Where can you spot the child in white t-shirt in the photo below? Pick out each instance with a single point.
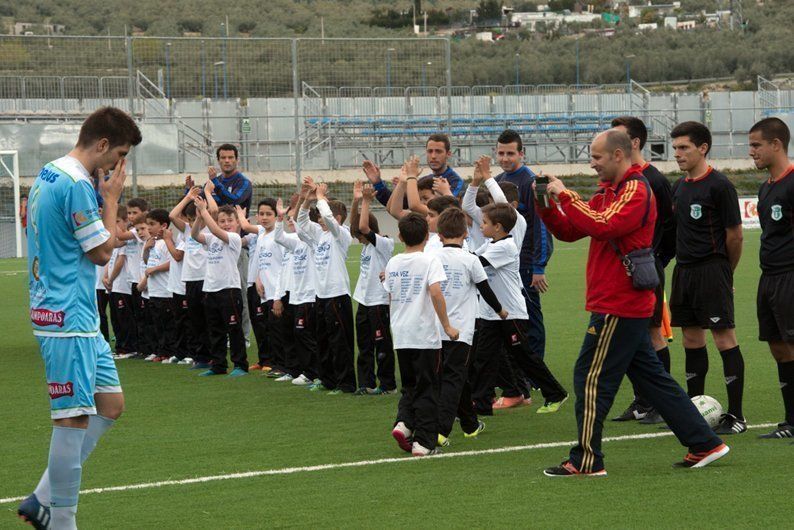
(330, 241)
(194, 268)
(413, 282)
(373, 333)
(465, 278)
(500, 257)
(296, 306)
(223, 303)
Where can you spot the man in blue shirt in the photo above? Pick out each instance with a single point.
(68, 236)
(537, 247)
(438, 151)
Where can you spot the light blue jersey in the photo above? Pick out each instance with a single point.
(64, 224)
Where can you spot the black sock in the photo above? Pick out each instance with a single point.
(697, 366)
(733, 368)
(664, 356)
(786, 375)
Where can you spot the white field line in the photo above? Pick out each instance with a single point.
(363, 463)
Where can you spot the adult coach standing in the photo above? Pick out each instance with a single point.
(617, 342)
(233, 188)
(663, 249)
(769, 139)
(67, 238)
(537, 246)
(708, 248)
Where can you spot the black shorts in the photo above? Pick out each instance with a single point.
(658, 309)
(775, 308)
(702, 296)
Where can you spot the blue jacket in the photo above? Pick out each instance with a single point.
(537, 247)
(382, 192)
(233, 190)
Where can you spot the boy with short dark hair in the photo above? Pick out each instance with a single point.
(500, 258)
(373, 333)
(223, 303)
(413, 281)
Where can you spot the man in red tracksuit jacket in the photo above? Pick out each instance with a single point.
(617, 340)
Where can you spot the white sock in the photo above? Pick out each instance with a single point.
(97, 426)
(65, 471)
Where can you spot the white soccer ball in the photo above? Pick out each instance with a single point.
(709, 408)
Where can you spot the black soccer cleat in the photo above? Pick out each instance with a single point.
(635, 411)
(730, 424)
(783, 430)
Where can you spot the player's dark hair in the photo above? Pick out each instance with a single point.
(228, 209)
(773, 129)
(269, 202)
(697, 133)
(635, 127)
(452, 223)
(510, 190)
(159, 215)
(501, 213)
(338, 208)
(110, 123)
(413, 229)
(227, 147)
(137, 202)
(439, 137)
(439, 204)
(425, 183)
(509, 136)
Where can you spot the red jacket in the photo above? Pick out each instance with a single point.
(616, 213)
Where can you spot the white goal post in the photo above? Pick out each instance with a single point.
(9, 169)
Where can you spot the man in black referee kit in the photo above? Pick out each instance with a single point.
(619, 219)
(769, 139)
(708, 247)
(663, 249)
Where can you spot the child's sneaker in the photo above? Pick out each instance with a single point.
(402, 435)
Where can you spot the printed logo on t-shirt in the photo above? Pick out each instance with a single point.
(58, 390)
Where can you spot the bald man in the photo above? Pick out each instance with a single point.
(619, 219)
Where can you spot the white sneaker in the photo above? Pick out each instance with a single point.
(302, 380)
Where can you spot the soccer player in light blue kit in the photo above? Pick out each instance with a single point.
(67, 237)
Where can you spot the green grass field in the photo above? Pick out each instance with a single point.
(178, 426)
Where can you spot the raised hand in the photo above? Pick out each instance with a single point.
(371, 171)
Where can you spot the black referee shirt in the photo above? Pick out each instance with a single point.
(776, 213)
(704, 208)
(664, 230)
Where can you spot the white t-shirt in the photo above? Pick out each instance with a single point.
(369, 290)
(464, 271)
(132, 249)
(414, 322)
(330, 251)
(158, 282)
(504, 279)
(175, 283)
(194, 264)
(269, 260)
(301, 286)
(222, 272)
(121, 284)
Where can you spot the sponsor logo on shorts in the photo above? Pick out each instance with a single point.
(58, 390)
(45, 317)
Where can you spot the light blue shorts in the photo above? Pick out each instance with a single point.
(77, 368)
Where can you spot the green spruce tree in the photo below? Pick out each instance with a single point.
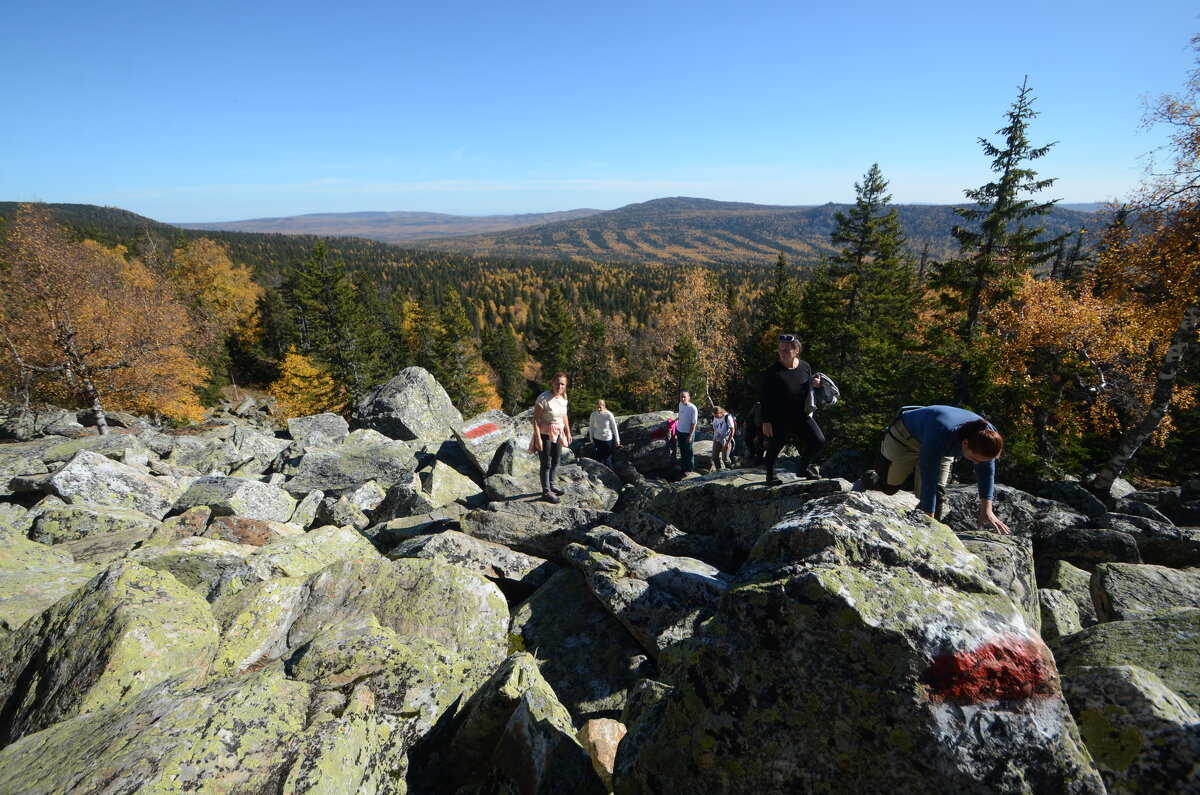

INSTRUCTION:
Gather every row above that contains the string "shorts", treating uppercase and lowercase as distinct, and copy each such row in full.

THE REPLY:
Where can you spot the black shorts in the photo above? Pick out each instance with a single point.
Where can you spot the sponsor logo on shorts in the photo above? Pick out each instance with a single point.
Where can you spot the light blue shorts in the photo above? Pick out each instance with a single point.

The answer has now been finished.